Textauszug:
Herr Andrade empfängt uns freundlich und tiefenentspannt in seinem Büro. Die brasilianische Spedition in Sao Paulo bestätigt ihm am Telefon, dass alle erforderlichen Zollpapiere vorliegen und der Abholung unserer zwei Pakete bei Yachtzubehoer24 in Heiligenhafen nichts im Wege steht. Der Transport soll von Deutschland über Lissabon und dann direkt nach Salvador erfolgen.
Wir müssen dann gemeinsam mit ihm zum Flughafen fahren, um die Pakete in Empfang zu nehmen. Eine Zwischenlagerung erfolgt bei der Import-Export-Firma, solange bis der Zoll den Paketinhalt mit den Zollpapieren abgleicht und hoffentlich einen dicken Haken anbringt.
Vorher möchte der Zoll noch eine glaubhafte Bestätigung haben, dass das alte Getriebe auch wirklich einen Schaden hat. Wir könnten ja ansonsten auf die Idee kommen, es in Brasilien zu verhökern. Inwieweit Walters Visitenkarte von seiner Hochschultätigkeit ein ausreichender Kompetenznachweis ist und eine von ihm verfasste Bestätigung dem Zoll genügt, muss noch abgeklärt werden. Wir hatten mal kurzzeitig angedacht, dass alte Getriebe unserem Yanmarhändler zu überlassen. Ist nicht möglich! Der sicherste Weg, um jegliche Diskussionen zu vermeiden, ist ein Versand nach Deutschland.
Wieder zurück in Aratu begutachten wir die Restverschmutzungen auf der Aloma. Der Hochdruckreiniger hat gute Arbeit geleistet. Aber die von einem Segelmacher in Portugal genähten Navigationsabdeckungen, sowie die Abdeckung für die an Deck stehenden Spirituskanister, sind mit braunen Flecken übersäht, die ich nur mit einem Bleichmittel erfolgreich entfernt bekomme.
Die noch verbliebenen betonfesten Kackreste am Rumpf entfernt Walter in stundenlanger Arbeit mit grünem Stein (Tonerde), indem er die Aloma mit dem Schlauchboot umkreist. Die Folge ist eine völlig überlastete und tagelang krampfende Rückenmuskulatur. Ohne Ibuprofen geht nichts mehr. Die Koffer mit den Ersatzteilen bleiben erstmal ungeöffnet in einer Ecke stehen. Öffnen bedeutet Chaos im Boot und da haben wir momentan keine Lust drauf. Als wir jedoch in den von uns regelmäßig gelesenen Segelblog der Atanga schauen, etwas von einer Entnahmequittung lesen, die ihnen beim Öffnen des von Deutschland nach Ecuador transportierten Koffers entgegenflatterte, erfasst uns eine gewisse Unruhe, zumal es sich bei den entnommen Dingen nicht um Gefahrstoffe handelte. Ein Blick in die Koffer lässt uns aufatmen. Kein Zettel und alles noch da 🙂 .

Anweisung:
Über welche Stadt soll der Transport der Pakete laut dem Textauszug von Deutschland nach Salvador erfolgen?

Gegebene Angaben:

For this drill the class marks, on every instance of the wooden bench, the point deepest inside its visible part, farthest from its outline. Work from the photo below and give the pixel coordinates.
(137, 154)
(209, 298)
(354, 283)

Antwort zur Aufgabe:
Über Lissabon.